Excerpted text:
+ + +

Nature of the Residue and Analytical Method

    The nature of the AC 263,222 residue in plants ruminants is 
adequately understood. The residues of concern are the parent AC 
263,222 and its hydroxymethyl metabolite, AC 263,284.
    An adequately validated HPLC residue analytical method has been 
presented to gather the magnitude of the residue data for AC 263,222 
and its metabolite AC 263,284 ranging from 0.1 ppm to 5 pm in peanut 
hulls and nutmeats. This method, M 2253.01, is suitable to enforce the 
tolerances of 0.1 ppm.
    The nature of the residue in poultry has not been defined. It has 
been concluded that there is no reasonable expectation of finite AC 
263,222 residues occurring in poultry from this use.
    Since there are very low residues in peanuts and a livestock 
feeding and grazing restriction on the AC 263,222 treated peanut hay, 
there is no need to have cattle and poultry feeding studies; nor is 
there any need for secondary tolerances of AC 263,222 and its 
hydroxymethyl metabolite in meat, milk, poultry, and eggs in this 
petition only.

+ + +

Available data:

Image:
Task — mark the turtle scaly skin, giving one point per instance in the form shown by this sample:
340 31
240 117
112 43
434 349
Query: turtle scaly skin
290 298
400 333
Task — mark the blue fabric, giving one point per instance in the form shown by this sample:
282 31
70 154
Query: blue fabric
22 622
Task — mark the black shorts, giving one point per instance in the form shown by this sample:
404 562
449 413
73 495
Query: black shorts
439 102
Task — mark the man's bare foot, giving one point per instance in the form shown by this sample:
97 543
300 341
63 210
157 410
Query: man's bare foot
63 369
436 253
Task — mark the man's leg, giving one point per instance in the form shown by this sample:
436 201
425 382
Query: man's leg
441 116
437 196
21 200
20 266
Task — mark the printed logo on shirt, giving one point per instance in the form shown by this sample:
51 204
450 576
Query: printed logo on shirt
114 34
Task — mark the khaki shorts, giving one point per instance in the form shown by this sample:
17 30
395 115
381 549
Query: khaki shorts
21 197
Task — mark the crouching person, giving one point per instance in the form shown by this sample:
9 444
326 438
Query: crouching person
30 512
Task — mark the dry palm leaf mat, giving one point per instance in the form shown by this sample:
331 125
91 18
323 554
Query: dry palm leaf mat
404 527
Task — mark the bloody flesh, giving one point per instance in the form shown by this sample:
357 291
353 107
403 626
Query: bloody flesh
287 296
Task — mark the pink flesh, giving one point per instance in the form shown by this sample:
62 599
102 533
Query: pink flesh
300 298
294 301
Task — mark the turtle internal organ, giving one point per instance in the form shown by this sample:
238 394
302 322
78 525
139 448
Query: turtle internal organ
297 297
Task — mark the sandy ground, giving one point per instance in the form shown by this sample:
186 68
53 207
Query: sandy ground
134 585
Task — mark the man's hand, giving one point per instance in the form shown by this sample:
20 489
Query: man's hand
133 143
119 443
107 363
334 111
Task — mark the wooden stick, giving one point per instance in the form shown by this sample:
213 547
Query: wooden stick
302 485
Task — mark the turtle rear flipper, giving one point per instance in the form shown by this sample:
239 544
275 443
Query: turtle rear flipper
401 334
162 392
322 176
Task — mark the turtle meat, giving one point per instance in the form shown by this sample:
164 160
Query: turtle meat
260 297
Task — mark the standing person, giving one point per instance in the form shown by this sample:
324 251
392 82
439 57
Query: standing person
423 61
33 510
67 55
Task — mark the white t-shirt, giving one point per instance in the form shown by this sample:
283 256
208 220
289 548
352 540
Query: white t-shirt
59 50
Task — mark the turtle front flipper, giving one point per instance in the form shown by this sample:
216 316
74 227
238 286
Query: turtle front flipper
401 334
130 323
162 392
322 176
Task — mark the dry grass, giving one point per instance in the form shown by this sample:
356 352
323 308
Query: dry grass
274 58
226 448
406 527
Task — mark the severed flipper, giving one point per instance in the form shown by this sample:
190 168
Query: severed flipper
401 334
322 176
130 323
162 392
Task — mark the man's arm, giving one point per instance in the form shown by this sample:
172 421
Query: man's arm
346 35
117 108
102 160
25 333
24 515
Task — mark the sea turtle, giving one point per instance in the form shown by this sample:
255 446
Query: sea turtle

+ + +

What you need to do: Rewrite everything from "An adequately validated" down to "petition only." in the text on AC 263,222 residues, switching "poultry" to "chickens".

Answer for this exercise:
An adequately validated HPLC residue analytical method has been 
presented to gather the magnitude of the residue data for AC 263,222 
and its metabolite AC 263,284 ranging from 0.1 ppm to 5 pm in peanut 
hulls and nutmeats. This method, M 2253.01, is suitable to enforce the 
tolerances of 0.1 ppm.
    The nature of the residue in chickens has not been defined. It has 
been concluded that there is no reasonable expectation of finite AC 
263,222 residues occurring in chickens from this use.
    Since there are very low residues in peanuts and a livestock 
feeding and grazing restriction on the AC 263,222 treated peanut hay, 
there is no need to have cattle and chickens feeding studies; nor is 
there any need for secondary tolerances of AC 263,222 and its 
hydroxymethyl metabolite in meat, milk, chickens, and eggs in this 
petition only.